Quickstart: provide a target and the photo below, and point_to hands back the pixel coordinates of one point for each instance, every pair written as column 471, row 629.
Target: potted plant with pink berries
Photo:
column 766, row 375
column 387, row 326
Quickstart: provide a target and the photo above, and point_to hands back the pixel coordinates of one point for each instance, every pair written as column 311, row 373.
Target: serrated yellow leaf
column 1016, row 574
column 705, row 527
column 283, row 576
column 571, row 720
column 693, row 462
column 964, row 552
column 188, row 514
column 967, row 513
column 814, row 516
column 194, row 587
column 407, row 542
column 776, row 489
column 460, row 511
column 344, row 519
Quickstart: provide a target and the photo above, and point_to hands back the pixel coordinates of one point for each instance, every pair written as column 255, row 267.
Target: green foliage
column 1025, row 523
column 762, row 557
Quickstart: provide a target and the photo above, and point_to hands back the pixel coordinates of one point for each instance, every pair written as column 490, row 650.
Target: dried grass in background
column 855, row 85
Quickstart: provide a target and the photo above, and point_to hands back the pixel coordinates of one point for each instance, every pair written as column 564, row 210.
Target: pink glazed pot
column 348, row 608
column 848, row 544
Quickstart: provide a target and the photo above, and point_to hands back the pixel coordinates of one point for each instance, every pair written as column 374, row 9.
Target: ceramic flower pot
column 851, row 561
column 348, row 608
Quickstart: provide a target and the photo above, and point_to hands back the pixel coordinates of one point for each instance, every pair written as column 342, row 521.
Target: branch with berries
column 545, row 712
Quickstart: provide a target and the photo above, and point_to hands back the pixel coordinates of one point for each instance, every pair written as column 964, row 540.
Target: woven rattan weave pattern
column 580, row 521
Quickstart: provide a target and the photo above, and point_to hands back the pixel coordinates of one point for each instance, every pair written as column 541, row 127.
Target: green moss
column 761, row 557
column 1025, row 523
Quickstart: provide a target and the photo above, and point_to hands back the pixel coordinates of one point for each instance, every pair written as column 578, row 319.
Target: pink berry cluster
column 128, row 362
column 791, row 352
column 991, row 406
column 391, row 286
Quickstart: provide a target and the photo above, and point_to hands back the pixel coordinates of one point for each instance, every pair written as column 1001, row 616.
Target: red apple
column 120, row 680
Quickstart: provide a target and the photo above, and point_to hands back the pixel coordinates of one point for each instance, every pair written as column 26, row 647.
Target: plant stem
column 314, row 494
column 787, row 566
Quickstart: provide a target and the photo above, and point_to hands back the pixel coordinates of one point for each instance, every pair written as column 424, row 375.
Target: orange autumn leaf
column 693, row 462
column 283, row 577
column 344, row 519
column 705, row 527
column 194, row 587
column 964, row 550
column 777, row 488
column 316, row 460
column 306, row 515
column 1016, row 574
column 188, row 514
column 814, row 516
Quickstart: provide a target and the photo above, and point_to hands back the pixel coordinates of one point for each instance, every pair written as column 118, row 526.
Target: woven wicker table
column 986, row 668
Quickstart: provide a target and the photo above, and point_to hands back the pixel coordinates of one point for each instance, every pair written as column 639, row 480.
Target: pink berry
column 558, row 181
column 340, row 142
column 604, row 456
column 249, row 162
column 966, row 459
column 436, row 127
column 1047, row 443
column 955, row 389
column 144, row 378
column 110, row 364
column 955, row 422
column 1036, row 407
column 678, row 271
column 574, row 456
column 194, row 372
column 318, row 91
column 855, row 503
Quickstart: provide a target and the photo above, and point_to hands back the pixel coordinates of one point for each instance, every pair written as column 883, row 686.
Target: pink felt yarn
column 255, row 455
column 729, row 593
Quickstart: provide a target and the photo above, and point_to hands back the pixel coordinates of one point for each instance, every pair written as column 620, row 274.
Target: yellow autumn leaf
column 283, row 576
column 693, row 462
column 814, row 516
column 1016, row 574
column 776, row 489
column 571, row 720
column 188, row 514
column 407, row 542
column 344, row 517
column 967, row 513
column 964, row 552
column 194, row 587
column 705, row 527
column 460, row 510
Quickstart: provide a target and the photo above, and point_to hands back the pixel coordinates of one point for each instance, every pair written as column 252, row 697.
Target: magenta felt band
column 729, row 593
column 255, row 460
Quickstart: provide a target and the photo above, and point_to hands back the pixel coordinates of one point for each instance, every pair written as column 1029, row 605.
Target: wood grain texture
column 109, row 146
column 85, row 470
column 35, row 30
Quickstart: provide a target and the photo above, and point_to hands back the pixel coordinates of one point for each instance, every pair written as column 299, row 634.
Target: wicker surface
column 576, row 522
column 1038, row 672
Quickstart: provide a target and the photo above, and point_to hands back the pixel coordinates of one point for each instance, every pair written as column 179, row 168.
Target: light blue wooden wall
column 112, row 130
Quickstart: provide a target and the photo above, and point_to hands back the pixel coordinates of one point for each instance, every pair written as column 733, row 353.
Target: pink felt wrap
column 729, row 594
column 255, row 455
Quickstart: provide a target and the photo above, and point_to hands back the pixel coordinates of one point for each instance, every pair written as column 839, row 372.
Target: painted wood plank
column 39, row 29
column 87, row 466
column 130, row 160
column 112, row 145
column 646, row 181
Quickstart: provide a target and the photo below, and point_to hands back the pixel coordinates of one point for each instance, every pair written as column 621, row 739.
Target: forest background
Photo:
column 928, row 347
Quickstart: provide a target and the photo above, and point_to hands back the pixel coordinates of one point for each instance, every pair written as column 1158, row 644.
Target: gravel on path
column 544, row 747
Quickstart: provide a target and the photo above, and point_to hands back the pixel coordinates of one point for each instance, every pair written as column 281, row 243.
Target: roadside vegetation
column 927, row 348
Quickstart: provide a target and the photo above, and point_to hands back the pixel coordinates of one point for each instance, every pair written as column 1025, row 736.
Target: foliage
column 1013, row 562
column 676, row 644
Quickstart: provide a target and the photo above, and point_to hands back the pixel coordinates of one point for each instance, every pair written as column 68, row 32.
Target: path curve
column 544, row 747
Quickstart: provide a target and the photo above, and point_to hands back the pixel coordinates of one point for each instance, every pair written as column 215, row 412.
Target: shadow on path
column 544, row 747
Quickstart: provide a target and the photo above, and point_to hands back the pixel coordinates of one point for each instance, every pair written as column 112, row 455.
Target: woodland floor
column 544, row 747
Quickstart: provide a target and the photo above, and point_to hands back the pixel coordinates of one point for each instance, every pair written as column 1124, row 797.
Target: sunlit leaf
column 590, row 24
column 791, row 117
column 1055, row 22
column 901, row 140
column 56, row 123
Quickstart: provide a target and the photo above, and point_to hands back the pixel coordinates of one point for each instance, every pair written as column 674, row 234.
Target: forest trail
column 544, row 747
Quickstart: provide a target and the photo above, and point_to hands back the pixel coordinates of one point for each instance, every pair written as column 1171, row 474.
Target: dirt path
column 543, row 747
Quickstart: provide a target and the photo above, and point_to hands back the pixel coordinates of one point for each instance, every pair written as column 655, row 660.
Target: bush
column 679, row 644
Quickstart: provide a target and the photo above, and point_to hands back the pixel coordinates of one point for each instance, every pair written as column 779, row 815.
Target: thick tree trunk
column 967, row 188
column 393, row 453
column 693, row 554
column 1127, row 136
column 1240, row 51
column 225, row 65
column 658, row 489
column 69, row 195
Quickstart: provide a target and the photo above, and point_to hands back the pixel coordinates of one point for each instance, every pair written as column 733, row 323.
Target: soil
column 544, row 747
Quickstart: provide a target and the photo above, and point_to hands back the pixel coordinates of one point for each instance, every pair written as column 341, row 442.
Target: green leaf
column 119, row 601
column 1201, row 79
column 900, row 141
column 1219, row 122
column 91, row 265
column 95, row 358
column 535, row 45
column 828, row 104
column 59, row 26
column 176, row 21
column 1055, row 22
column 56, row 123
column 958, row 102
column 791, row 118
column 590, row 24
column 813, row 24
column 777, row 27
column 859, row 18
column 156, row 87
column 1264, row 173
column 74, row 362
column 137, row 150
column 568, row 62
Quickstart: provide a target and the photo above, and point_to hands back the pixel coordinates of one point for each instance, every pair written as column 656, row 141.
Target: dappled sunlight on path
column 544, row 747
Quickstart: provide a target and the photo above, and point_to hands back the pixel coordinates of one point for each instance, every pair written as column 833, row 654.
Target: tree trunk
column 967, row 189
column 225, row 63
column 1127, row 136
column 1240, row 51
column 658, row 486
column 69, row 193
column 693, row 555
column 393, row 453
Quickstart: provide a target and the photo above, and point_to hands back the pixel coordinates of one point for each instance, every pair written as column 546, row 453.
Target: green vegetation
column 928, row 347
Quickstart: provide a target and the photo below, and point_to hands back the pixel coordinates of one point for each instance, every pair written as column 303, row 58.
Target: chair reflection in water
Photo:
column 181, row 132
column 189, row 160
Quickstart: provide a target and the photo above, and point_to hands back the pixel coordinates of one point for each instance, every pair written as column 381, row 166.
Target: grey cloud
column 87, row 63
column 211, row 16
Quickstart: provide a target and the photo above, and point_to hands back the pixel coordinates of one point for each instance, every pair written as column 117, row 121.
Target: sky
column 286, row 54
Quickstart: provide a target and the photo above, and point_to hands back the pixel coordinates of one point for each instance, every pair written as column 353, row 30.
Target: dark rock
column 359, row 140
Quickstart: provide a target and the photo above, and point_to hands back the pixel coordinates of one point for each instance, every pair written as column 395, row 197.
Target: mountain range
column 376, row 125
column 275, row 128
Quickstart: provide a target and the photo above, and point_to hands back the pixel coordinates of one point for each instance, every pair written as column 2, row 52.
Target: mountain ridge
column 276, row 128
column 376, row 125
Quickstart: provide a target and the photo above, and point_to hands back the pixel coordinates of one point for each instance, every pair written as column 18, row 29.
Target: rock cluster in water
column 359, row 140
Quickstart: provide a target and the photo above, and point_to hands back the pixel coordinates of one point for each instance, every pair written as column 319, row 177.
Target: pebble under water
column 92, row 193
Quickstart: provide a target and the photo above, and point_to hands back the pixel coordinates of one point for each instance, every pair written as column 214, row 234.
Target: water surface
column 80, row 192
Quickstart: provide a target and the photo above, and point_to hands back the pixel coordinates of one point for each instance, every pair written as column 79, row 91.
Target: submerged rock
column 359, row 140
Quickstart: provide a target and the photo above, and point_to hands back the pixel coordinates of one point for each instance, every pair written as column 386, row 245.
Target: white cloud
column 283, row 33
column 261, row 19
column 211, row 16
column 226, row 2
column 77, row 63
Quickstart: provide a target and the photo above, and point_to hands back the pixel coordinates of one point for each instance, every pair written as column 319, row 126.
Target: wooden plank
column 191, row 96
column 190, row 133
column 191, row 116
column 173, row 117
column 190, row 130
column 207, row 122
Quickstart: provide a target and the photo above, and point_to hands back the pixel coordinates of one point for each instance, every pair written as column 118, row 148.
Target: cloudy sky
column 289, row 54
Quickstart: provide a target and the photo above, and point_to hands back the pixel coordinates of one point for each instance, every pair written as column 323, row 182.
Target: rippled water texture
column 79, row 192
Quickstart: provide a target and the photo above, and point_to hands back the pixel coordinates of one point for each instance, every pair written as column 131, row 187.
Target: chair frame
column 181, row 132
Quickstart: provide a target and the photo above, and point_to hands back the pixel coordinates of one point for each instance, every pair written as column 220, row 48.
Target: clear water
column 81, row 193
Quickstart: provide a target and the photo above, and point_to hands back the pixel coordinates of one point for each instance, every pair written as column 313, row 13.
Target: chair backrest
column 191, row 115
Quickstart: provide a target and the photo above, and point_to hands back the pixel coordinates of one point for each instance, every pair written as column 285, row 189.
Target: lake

—————

About this exercise = Using the listing above, show every line that includes the string "below".

Exercise response =
Quickstart: provide a target and the photo below, and point_to hands back the pixel coordinates of one point for each instance, every pair written as column 471, row 629.
Quickstart: provide a target and the photo below, and point_to hands back the pixel coordinates of one point for each instance, every pair written as column 621, row 739.
Quickstart: provide a target and the photo below, and point_to hands back the pixel coordinates of one point for each instance, every pair written as column 303, row 58.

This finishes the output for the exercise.